**Exercise goal**
Output every line below without any change, starting with the line that contains "Practice step: locate the blue stripe" and continuing down through the line that contains "x=835, y=458". Include both of those lines.

**Supplied data**
^^^^^^^^

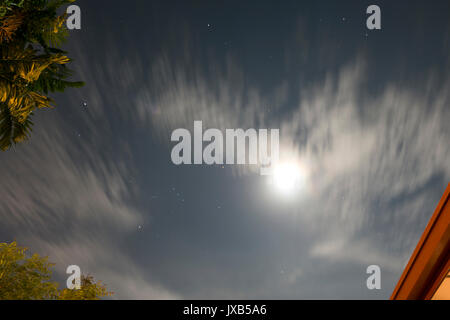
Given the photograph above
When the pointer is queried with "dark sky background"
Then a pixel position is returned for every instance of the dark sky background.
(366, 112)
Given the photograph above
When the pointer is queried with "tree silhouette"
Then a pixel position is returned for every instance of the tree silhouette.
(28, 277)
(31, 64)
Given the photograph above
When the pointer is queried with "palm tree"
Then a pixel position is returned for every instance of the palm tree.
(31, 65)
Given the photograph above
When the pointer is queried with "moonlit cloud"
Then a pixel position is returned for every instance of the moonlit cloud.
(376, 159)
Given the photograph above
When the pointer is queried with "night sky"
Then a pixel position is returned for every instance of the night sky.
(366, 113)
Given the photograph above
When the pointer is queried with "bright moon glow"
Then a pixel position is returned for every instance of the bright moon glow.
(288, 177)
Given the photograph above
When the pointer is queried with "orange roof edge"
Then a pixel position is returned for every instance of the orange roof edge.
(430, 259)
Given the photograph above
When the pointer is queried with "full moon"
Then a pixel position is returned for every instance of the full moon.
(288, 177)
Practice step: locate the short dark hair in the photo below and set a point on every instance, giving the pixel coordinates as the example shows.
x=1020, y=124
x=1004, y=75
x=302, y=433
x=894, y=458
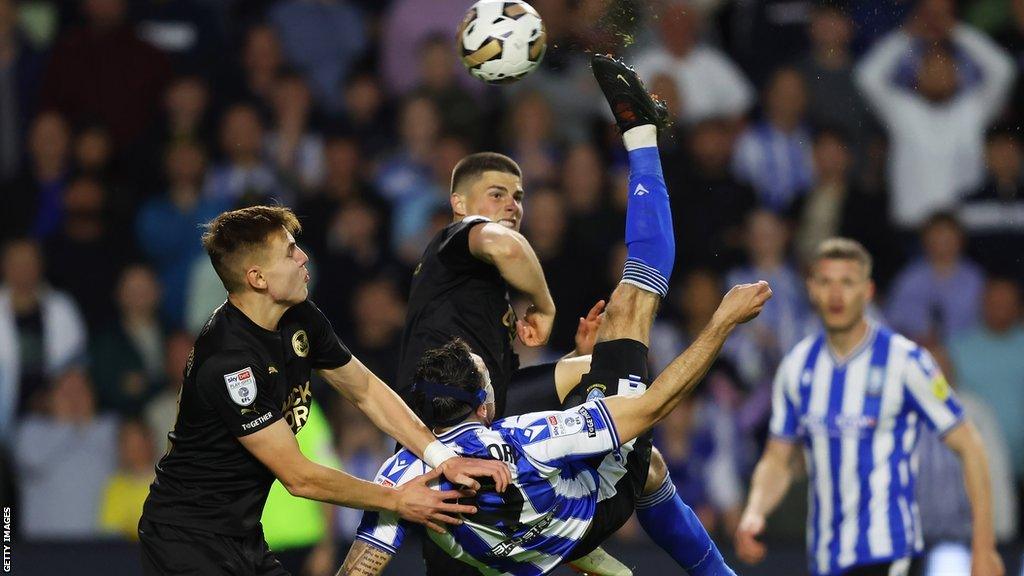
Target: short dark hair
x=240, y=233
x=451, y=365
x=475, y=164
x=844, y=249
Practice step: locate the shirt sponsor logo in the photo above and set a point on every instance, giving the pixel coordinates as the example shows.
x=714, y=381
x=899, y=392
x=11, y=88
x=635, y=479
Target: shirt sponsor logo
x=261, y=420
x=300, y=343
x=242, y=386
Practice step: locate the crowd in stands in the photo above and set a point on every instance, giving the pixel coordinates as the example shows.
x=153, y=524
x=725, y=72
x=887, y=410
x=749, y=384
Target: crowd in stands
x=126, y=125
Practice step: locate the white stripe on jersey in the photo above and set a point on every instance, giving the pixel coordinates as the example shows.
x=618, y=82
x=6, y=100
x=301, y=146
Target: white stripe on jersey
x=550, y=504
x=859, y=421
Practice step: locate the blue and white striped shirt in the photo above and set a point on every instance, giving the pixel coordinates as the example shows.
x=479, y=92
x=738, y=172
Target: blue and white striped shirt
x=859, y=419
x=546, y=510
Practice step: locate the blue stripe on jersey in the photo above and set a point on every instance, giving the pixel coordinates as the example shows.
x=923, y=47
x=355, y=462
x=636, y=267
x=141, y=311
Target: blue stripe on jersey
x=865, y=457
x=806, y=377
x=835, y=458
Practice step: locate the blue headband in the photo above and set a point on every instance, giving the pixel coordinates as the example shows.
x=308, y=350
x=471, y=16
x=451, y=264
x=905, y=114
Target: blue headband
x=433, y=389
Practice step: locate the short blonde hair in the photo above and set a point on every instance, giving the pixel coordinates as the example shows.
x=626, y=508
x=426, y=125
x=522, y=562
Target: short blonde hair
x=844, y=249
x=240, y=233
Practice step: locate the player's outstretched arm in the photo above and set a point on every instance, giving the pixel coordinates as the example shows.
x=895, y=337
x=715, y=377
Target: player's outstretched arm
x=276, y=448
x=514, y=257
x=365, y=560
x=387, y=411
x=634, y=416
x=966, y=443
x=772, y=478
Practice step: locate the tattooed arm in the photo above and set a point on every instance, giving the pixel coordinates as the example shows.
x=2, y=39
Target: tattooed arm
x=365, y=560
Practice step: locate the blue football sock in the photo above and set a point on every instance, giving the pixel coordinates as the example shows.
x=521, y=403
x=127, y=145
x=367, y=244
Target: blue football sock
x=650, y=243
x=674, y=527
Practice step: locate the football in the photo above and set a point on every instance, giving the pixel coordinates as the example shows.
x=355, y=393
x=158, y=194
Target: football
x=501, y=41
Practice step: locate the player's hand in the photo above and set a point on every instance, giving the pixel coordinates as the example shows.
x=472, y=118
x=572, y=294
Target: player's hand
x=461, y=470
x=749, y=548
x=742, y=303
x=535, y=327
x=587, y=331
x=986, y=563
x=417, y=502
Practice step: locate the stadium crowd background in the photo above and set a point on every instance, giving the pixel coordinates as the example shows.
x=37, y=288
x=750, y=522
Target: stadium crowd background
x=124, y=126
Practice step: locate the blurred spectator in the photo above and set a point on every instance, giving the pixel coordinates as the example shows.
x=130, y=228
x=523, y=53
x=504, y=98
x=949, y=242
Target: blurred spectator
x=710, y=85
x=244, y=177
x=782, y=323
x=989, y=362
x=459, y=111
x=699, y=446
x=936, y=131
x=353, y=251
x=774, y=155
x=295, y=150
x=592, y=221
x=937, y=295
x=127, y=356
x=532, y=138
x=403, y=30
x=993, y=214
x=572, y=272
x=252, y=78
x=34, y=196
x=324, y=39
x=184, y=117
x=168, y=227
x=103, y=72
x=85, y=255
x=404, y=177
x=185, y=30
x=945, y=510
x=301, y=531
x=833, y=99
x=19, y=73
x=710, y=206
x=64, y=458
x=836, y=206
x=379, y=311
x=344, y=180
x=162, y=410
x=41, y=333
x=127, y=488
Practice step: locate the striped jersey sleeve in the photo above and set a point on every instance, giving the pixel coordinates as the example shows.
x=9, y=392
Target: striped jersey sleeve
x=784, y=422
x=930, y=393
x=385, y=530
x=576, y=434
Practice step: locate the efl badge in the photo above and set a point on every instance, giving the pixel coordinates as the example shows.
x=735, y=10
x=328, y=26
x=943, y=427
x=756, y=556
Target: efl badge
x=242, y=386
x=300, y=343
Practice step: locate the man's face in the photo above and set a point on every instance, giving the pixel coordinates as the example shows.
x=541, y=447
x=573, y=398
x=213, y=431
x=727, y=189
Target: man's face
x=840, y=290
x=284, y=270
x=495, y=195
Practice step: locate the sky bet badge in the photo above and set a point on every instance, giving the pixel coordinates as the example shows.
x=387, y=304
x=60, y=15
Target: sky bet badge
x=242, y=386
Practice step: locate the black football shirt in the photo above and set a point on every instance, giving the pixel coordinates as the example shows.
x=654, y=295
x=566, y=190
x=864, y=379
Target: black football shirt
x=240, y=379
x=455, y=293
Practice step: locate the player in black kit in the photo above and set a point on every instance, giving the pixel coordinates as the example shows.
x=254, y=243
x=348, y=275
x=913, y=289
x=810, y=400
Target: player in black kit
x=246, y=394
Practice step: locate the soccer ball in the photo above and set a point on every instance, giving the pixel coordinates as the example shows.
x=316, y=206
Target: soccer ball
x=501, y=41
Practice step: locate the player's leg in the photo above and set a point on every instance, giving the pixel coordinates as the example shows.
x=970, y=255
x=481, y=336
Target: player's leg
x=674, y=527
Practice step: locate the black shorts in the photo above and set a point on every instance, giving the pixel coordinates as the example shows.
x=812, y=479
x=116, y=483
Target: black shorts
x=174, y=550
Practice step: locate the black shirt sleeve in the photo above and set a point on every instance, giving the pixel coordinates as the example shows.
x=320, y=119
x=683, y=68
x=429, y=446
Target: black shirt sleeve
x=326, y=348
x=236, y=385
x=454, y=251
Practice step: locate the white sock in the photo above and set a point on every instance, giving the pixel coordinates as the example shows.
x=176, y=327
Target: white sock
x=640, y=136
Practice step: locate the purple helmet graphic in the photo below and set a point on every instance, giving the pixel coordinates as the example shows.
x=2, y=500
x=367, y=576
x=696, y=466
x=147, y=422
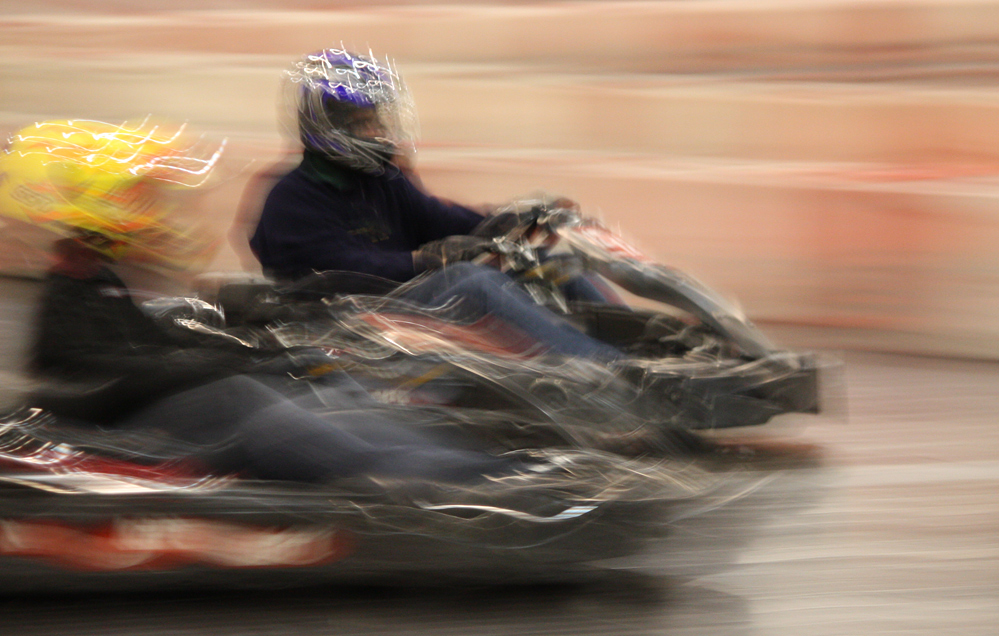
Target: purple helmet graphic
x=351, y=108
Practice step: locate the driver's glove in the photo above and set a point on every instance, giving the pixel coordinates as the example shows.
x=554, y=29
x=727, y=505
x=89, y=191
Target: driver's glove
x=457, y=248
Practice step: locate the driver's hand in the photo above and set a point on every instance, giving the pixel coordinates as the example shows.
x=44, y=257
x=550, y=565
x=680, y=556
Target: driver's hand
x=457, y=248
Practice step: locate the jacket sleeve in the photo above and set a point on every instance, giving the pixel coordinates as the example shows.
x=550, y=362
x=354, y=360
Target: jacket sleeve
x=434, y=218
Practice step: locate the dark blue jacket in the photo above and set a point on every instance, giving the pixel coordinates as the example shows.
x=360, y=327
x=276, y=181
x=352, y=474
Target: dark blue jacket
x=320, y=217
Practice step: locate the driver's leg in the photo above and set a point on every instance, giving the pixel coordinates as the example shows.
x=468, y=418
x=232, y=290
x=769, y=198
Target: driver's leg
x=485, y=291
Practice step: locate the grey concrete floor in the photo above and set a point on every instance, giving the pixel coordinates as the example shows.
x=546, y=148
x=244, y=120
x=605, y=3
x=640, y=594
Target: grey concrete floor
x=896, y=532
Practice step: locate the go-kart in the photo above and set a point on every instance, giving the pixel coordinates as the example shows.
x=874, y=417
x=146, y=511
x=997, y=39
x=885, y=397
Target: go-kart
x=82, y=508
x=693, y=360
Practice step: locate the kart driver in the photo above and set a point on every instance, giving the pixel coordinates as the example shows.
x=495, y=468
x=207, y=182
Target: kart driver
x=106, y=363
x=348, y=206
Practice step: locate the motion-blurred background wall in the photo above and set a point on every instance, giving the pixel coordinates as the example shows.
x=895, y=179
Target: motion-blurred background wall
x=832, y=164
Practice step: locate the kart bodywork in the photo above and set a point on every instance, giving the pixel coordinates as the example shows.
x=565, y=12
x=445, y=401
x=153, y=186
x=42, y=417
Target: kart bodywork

^^^^^^^^

**Problem solution**
Practice step: locate the blue stripe on jersey in the photo above and set a point on every instance, giving the pixel coordinates as the example shows.
x=923, y=47
x=355, y=462
x=636, y=267
x=141, y=311
Target: blue stripe on jersey
x=865, y=457
x=806, y=377
x=835, y=458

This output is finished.